As we said before, the Greyhound has a short coat. Their single coat requires little to no maintenance. They shed minimally. Brushing them once per week is more than enough. Sometimes, you can do with once per two weeks.

Because they have a single coat, they do not have blowout sessions two times per day.

Just remember, their single coat is sensitive to low temperatures. So, make sure to dress your Greyhound puppy during the winter.

Fun Greyhound Facts

  • They are the only breed of dog specifically mentioned in the Bible
  • Greyhounds are the fastest breed and the second fastest animal behind the cheetah
  • When they sleep, they often do it with their eyes open
  • Santa’s Little Helper from The Simpsons is one of the most famous Greyhounds
  • The American Kennel Club recognizes 18 primary colors and 55 different color combinations
  • They wear muzzles while racing to protect themselves from injuring
  • Most greyhounds are physically unable to sit
  • They have significantly more red blood cells and a bigger heart and lungs than any other dog breed
  • They have a universal blood type, allowing them to be used for blood donors
  • Greyhounds have stereoscopic vision, meaning they can see moving objects
  • They can see 270 degrees around them, a half a mile in front of them and behind them
  • They use their tail like a rudder while racing
  • The breed is specifically mentioned in 11 of Shakespeare’s plays
  • During a 30 seconds race, Greyhounds produce 100,000 watts of waste heat energy. That is enough to bring 600 ml of tap water to boil in 2 minutes
  • They burn 3.75 calories per pound of body weight when running. Some say they lose up to 5 pounds in a single race
  • When they run, they spend 75% of their time in the air
  • Cinderella May, holds the Guinness World Record for the highest jump by a dog, clearing 68 inches
  • The fastest recorded time of a Greyhound was Fanta, who topped at 50.5 miles per hour in 2013. Compare that to Usain Bolt, the fastest human, who has reached a top speed of 27.8 miles per hour
  • India has some breeds that are closely related to the modern Greyhound, called Combai or Kombai, Kanni, Mudhol Hound, Rampur Greyhound, and more


Celebrity Greyhound Owners

As we said in the beginning, back in the day, only nobility were allowed to have Greyhounds. They have captivated the hearts of some iconic people like Christopher Columbus, General George Custer, Cleopatra, and more. At least four US Presidents have owned a Greyhound, including George Washington, John Tyler, Woodrow Wilson, and Rutherford B. Hayes.

####################

Task to complete:
Return the Greyhound text word for word, starting with "Celebrity Greyhound Owners" and going on through "Rutherford B. Hayes.".

####################

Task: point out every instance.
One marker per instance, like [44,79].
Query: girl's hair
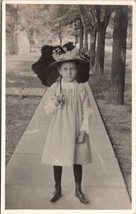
[76,63]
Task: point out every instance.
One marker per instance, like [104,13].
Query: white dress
[67,122]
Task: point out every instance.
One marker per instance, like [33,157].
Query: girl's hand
[81,137]
[59,100]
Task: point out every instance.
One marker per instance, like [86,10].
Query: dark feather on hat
[48,74]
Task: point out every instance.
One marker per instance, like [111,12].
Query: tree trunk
[100,48]
[116,95]
[86,39]
[81,34]
[92,47]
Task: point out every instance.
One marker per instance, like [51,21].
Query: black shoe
[56,195]
[79,194]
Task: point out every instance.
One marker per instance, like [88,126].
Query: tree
[116,95]
[89,23]
[103,14]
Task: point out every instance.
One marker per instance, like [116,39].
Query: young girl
[67,142]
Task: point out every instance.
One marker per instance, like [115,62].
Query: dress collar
[68,85]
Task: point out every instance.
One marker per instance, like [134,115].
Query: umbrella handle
[60,85]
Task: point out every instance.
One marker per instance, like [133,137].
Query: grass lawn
[117,119]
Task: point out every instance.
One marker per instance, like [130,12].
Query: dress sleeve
[86,110]
[50,106]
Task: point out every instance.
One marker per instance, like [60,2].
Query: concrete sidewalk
[29,184]
[12,91]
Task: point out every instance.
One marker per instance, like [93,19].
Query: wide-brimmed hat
[64,55]
[51,55]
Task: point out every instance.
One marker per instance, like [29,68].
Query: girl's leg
[78,180]
[57,170]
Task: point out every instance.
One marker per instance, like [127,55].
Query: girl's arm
[86,111]
[52,103]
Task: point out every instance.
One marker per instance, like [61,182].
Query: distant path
[25,91]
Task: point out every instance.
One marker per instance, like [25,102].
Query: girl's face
[68,70]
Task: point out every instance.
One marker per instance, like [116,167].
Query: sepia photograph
[67,92]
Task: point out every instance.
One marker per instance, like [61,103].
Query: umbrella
[49,74]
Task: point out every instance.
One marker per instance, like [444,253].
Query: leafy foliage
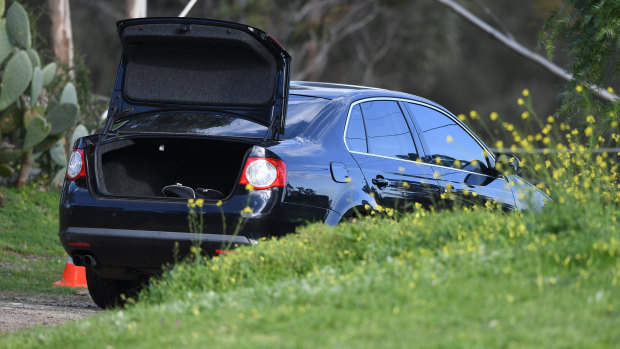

####################

Solution for this task:
Celebrity Greyhound Owners

As we said in the beginning, back in the day, only nobility were allowed to have Greyhounds. They have captivated the hearts of some iconic people like Christopher Columbus, General George Custer, Cleopatra, and more. At least four US Presidents have owned a Greyhound, including George Washington, John Tyler, Woodrow Wilson, and Rutherford B. Hayes.